:: What to work on ::
Format every line of the entries below as a Markdown table, with a Row column for the row number and a Text column for the line itself. Leave out any blank lines.

* Begin Task data *

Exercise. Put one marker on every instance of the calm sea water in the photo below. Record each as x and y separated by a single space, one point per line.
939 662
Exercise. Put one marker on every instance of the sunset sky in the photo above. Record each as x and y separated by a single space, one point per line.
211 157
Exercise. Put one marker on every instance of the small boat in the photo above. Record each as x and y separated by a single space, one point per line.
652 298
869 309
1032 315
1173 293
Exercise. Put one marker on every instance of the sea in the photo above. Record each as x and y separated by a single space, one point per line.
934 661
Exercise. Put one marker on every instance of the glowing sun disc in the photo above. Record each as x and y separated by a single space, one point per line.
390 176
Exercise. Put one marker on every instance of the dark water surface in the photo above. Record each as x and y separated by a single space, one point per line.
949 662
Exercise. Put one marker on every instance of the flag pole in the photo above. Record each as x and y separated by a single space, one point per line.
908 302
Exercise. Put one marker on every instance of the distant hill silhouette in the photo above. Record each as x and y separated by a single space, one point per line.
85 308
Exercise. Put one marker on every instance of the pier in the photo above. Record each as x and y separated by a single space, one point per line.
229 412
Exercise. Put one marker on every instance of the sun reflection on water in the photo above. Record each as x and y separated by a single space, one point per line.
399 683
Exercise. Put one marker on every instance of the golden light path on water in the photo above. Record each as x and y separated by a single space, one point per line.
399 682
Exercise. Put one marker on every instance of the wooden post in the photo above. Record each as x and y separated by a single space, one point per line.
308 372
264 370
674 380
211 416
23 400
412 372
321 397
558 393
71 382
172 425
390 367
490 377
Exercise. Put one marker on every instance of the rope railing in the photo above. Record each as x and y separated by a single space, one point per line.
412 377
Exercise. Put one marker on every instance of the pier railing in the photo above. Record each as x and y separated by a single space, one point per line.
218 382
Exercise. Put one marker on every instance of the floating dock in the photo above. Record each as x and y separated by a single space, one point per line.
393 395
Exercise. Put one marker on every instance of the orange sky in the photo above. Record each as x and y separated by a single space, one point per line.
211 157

* End Task data *

:: Solution for this task ::
| Row | Text |
|---|---|
| 1 | Exercise. Put one marker on every instance of the calm sea water in the photo below. Record each as x and y separated by a single space, one point per line. |
| 2 | 939 662 |
| 3 | Exercise. Put one marker on every instance of the sunset sky in the photo above. Record each as x and y separated by a single space, one point per line. |
| 4 | 211 157 |
| 5 | Exercise. Put one marker on every instance of the small boat in the photo above. Record each as x and y separated by a single space, one point per line. |
| 6 | 652 298 |
| 7 | 869 309 |
| 8 | 1032 315 |
| 9 | 1173 293 |
| 10 | Exercise. Put one marker on every instance of the sea in the photo above. Record each as x and y separated by a single space, one point per line. |
| 11 | 934 661 |
| 12 | Exercise. Put one marker on every instance of the glowing sun disc in the photo above. Record each as x and y separated by a single space, one point per line. |
| 13 | 390 176 |
| 14 | Exercise. Put one marker on every instance of the dark water surface in the photo above. Record each as x and y separated by a single space, one point per line. |
| 15 | 949 662 |
| 16 | Exercise. Put one marker on every instance of the flag pole in the photo above. Record each as x and y separated by a single space, one point per line. |
| 17 | 908 302 |
| 18 | Exercise. Put one marker on every instance of the distant hill silhouette in the photo above. Record each as x and y separated by a single space, one point per line. |
| 19 | 85 308 |
| 20 | Exercise. Put one marker on every instance of the pier in the photo above. Record each as x and y separated by a single space, one point per line. |
| 21 | 229 412 |
| 22 | Exercise. Put one marker on every instance of the sun reflection on water in the photo above. Record each as x and y separated by a single space, one point per line. |
| 23 | 399 683 |
| 24 | Exercise. Put one marker on every instance of the golden light path on water in the photo above. Record each as x and y separated by a single space, one point per line. |
| 25 | 399 682 |
| 26 | Exercise. Put one marker on every instance of the wooden post in the photo above. Record each as x and y separated by a single space, one point per line. |
| 27 | 308 372 |
| 28 | 264 370 |
| 29 | 674 380 |
| 30 | 211 416 |
| 31 | 23 400 |
| 32 | 412 372 |
| 33 | 321 397 |
| 34 | 558 393 |
| 35 | 71 382 |
| 36 | 172 425 |
| 37 | 390 367 |
| 38 | 490 377 |
| 39 | Exercise. Put one marker on every instance of the rope railing in the photo above. Record each as x and y separated by a single space, one point per line. |
| 40 | 412 377 |
| 41 | Exercise. Put one marker on every instance of the pier railing in the photo above. Record each as x and y separated by a single space, one point per line. |
| 42 | 218 382 |
| 43 | Exercise. Put one marker on every instance of the floating dock in the photo above. Record each as x and y separated by a single space, one point per line. |
| 44 | 393 395 |
| 45 | Exercise. Put one marker on every instance of the orange sky in the photo above. Record each as x and y separated by a single space, one point per line. |
| 46 | 211 157 |